:: DATA TO USE ::

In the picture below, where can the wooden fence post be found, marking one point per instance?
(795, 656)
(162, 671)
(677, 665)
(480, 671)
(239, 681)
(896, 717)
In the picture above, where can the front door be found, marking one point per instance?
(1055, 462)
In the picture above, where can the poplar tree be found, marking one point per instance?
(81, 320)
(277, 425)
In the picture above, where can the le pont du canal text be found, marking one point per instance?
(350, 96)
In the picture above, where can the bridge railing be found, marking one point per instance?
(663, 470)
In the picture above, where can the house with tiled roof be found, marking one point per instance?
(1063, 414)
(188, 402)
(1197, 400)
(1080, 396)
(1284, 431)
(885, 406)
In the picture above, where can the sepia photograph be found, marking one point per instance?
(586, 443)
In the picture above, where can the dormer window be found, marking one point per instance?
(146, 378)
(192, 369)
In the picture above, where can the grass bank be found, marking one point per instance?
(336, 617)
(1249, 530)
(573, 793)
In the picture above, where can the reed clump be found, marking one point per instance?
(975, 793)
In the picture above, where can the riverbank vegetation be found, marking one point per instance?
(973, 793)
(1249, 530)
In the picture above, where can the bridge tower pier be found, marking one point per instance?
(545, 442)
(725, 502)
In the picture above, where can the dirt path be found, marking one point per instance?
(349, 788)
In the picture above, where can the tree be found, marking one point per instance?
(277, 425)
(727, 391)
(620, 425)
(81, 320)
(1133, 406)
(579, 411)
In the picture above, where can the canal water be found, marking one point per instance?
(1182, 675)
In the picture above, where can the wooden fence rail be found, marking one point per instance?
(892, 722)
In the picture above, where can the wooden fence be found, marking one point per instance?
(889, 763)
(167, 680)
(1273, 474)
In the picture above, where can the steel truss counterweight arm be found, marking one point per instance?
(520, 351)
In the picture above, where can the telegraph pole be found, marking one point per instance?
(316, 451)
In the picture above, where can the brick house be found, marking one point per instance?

:::

§ YOUR INSTRUCTIONS: Repeat the data exactly, with every line included.

§ SOLUTION TO THE PROBLEM:
In the picture below, where can the wooden fence post be found, marking one point per instance?
(795, 656)
(162, 671)
(677, 665)
(480, 671)
(239, 681)
(896, 717)
In the picture above, where can the front door be found, marking one point per instance?
(1055, 462)
In the picture above, where can the poplar tree be found, marking one point per instance?
(81, 320)
(277, 425)
In the picture above, where can the le pont du canal text be found, marking one point per instance?
(350, 96)
In the picture above, where can the bridge railing be found, marking one point per instance?
(663, 470)
In the picture above, where can the house with tiled roof be found, marking one point per instance?
(1063, 414)
(188, 402)
(1197, 400)
(1080, 396)
(1284, 431)
(885, 406)
In the picture above, where can the sepia photograph be found, marking one point per instance?
(586, 443)
In the picture above, where can the dormer window be found, marking one point per instance?
(146, 378)
(192, 369)
In the picture above, where can the grass bank be found, marking one point per instance?
(336, 617)
(1249, 530)
(573, 793)
In the picture above, where can the reed clump be found, marking one point per instance?
(975, 793)
In the picture above, where can the riverbank vegetation be found, marking one point per instance?
(973, 793)
(1249, 530)
In the picture above, where can the bridge tower pier be found, marking one point per instance?
(545, 442)
(725, 502)
In the picture above, where can the dirt path be found, marking one point per instance?
(349, 788)
In the picture above, where can the tree be found, marking one point per instance?
(277, 425)
(727, 391)
(620, 425)
(81, 320)
(1133, 406)
(579, 411)
In the picture above, where can the canal water be found, marking one point per instance?
(1182, 675)
In the picture above, where can the wooden fence rail be found, marking one point per instance?
(892, 722)
In the picture above, where can the wooden fence be found, marking one point per instance?
(889, 763)
(167, 680)
(1273, 474)
In the picture above, where can the steel truss counterweight arm be found, marking one point per instance?
(520, 351)
In the picture above, where can the telegraph pole be found, marking one point per instance?
(316, 451)
In the picture above, where can the brick house be found, marking one point per instance?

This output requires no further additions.